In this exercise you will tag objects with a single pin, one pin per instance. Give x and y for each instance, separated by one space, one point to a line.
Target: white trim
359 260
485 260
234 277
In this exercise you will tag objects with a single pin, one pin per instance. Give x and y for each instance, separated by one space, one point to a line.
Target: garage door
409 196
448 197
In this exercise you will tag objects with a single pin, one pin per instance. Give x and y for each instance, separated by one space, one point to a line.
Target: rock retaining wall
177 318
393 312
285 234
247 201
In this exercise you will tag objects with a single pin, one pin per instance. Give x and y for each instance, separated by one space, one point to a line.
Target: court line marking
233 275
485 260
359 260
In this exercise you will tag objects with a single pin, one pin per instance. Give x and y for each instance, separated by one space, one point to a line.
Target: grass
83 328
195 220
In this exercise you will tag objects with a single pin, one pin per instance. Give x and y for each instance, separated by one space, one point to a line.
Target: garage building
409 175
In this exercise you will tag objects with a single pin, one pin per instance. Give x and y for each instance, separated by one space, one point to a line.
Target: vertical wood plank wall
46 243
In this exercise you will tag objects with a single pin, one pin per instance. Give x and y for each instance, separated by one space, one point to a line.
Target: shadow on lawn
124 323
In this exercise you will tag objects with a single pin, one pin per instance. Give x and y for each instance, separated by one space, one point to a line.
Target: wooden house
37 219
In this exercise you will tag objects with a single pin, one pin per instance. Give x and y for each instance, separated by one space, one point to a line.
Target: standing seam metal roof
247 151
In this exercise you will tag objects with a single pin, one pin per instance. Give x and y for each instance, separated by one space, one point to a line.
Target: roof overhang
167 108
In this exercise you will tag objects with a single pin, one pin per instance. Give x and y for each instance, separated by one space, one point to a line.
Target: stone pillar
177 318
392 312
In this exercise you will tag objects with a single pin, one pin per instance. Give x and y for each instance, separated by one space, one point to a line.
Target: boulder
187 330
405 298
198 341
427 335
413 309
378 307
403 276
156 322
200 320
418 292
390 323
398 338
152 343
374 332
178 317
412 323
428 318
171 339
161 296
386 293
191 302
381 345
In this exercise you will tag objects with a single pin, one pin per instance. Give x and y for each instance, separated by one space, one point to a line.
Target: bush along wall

+++

• **WHAT YOU ARE ASKED TO DO**: Your answer must consist of every line above, reproduced exactly.

• **ANSWER TO THE PROBLEM**:
In this exercise you will tag objects with a single pin, one pin per instance. Give x and y for each instance, separated by one space, one point to a line.
Target: white trim
359 260
485 260
234 277
In this exercise you will tag objects with a single pin, one pin per instance. Give x and y for each instance, separated by one space, one point to a line.
Target: garage door
409 196
448 197
In this exercise you will tag objects with a single pin, one pin per instance. Give x and y for each instance, separated by one space, one point to a line.
Target: rock retaining wall
177 318
393 312
285 234
247 201
In this exercise you will tag objects with a single pin, one pin per instance. Give x and y for each instance, separated by one space, one point to a line.
Target: court line marking
233 275
485 260
359 260
In this exercise you will tag objects with a single pin, one pin per instance. Give x and y for each instance, separated by one space, one point to a line.
Target: grass
83 328
195 220
In this exercise you will tag objects with a single pin, one pin per instance. Give x and y for each instance, separated by one space, one point to a line.
Target: garage building
409 175
In this exercise you will tag objects with a single pin, one pin per instance. Give x and y for each instance, separated by one space, one point to a line.
Target: vertical wood plank wall
46 243
In this exercise you will tag objects with a single pin, one pin per instance. Give x and y for each instance, separated by one space, one point to a line.
Target: shadow on lawn
124 323
In this exercise you will tag objects with a single pin, one pin per instance. Give x and y for each instance, separated by one space, one point to a line.
Target: wooden house
37 219
In this exercise you will tag objects with a single pin, one pin per instance. Give x and y for each instance, separated by one space, one point to a line.
Target: standing seam metal roof
247 151
In this exercise you will tag objects with a single pin, one pin per instance. Give x and y for each instance, separated by one space, one point to a line.
Target: roof overhang
167 108
In this exercise you will tag objects with a single pin, one pin per instance. Give x and y for each instance, separated by one space, one point to a line.
Target: stone pillar
177 318
392 312
In this exercise you will tag objects with a single pin, one pin per instance. Give x and y for each instance, separated by one space, one point to a line.
Target: boulder
187 330
405 298
198 341
427 335
413 309
378 307
403 276
156 322
200 320
418 292
390 323
398 338
152 343
374 332
178 317
412 323
428 318
171 339
161 296
386 293
191 302
381 345
In this exercise you will tag objects with a single pin, one pin per instance. Give x and y for each instance, separated by one space, one point to a line.
Target: bush along wall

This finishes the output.